*** Opening Records provided ***
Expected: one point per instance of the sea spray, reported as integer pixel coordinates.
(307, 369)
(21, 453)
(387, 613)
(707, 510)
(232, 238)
*** Closing Records provided ***
Work required:
Taking no liberties, give the material above again in full.

Exercise answer:
Expected: one point per instance of the sea spray, reported as integer pixel coordinates.
(307, 369)
(21, 453)
(387, 613)
(707, 510)
(232, 238)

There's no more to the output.